§ **ESTRATTO DEL TESTO**
Pelagio
(c. 360 - c. 422)
e il pelagianesimo
Estratto
da "Dizionario di storia della Chiesa" di
Guy Bedouelle
1997
Edizioni Studio
Domenicano
Il pelagianesimo è un movimento ascetico con presupposti teologici
sulla grazia e sul libero arbitrio del l'uomo che ha ricevuto il suo
nome da Pelagio, un monaco di origine britannica che aveva insegnato
a Roma tra la fine del IV secolo e l’inizio del V. Pelagio non era
l'unico rappresentante di questa dottrina, poiché i suoi seguaci
furono a volte chiamati “celestiani” da Celestio, un avvocato
anch’esso originario dell’Inghilterra; altri ancora, come Rufino il
Siriano e più tardi Giuliano di Eclano e Fatidio, saranno accusati
di errori teologici simili a quelli di Pelagio.
S. Agostino, S, Girolamo, Orosio, più conosciuto come storico, hanno
condannato le teorie dei pelagiani che accordavano, nella dottrina
della salvezza, un eccessivo valore alla natura umana, la quale
sarebbe in grado di muovere i primi e decisivi passi verso la
salvezza al di fuori della grazia divina. I pelagiani da una parte
volevano reagire al lassismo e al basso livello di moralità
dell’epoca, ma volevano anche liberare il cristianesimo dal sospetto
di manicheismo, che poteva derivare dall’assegnare un ruolo troppo
importante al peccato originale.
Tra gli scritti di Pelagio che ci sono stati conservati ricordiamo
un
Commento alle Lettere di
S. Paolo e una
Lettera a Demetriade, una nobile romana che si
era fatta suora. In effetti la dottrina pelagiana aveva incontrato
un buon successo presso la società romana di quel periodo. Pelagio e
Celestio avevano dovuto poi lasciare Roma, minacciata dall’invasione
dei Goti, e si erano rifugiati nell’Africa del Nord. Proprio in quel
momento S. Agostino comincia la sua aspra lotta contro la dottrina
pelagiana, anche se i rapporti tra il vescovo di Ippona e Pelagio
erano sempre stati abbastanza cordiali.

§ **COMPITO DA SVOLGERE**
Puoi estrarre dal brano su Pelagio e il pelagianesimo tutto il passo che va da "S. Agostino, S, Girolamo, Orosio, più" giù fino a "al peccato originale.", riportandolo senza alcuna modifica?

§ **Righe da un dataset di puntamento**
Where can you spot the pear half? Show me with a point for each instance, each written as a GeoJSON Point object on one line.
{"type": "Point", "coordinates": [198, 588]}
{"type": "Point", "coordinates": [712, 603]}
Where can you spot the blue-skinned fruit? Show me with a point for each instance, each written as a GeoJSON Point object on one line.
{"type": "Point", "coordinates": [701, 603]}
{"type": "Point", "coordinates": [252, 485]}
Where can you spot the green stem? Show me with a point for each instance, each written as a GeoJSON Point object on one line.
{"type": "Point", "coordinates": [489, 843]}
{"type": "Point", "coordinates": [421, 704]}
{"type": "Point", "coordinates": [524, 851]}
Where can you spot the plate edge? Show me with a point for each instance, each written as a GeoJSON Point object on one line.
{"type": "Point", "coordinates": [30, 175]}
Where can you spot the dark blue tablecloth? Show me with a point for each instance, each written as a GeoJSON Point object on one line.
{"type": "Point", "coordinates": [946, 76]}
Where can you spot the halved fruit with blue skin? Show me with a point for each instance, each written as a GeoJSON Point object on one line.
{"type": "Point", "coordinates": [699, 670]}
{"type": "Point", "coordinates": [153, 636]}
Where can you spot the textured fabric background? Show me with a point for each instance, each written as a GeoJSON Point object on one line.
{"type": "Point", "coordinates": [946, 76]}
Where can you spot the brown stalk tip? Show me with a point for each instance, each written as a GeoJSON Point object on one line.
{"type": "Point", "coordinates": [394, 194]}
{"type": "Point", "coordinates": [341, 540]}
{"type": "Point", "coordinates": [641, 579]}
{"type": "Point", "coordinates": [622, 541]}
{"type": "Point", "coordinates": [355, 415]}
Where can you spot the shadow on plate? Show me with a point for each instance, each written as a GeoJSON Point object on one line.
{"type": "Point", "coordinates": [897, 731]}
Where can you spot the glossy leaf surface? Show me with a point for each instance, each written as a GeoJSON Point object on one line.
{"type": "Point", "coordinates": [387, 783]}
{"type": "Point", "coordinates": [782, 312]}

§ **COMPITO SVOLTO**
S. Agostino, S, Girolamo, Orosio, più conosciuto come storico, hanno
condannato le teorie dei pelagiani che accordavano, nella dottrina
della salvezza, un eccessivo valore alla natura umana, la quale
sarebbe in grado di muovere i primi e decisivi passi verso la
salvezza al di fuori della grazia divina. I pelagiani da una parte
volevano reagire al lassismo e al basso livello di moralità
dell’epoca, ma volevano anche liberare il cristianesimo dal sospetto
di manicheismo, che poteva derivare dall’assegnare un ruolo troppo
importante al peccato originale.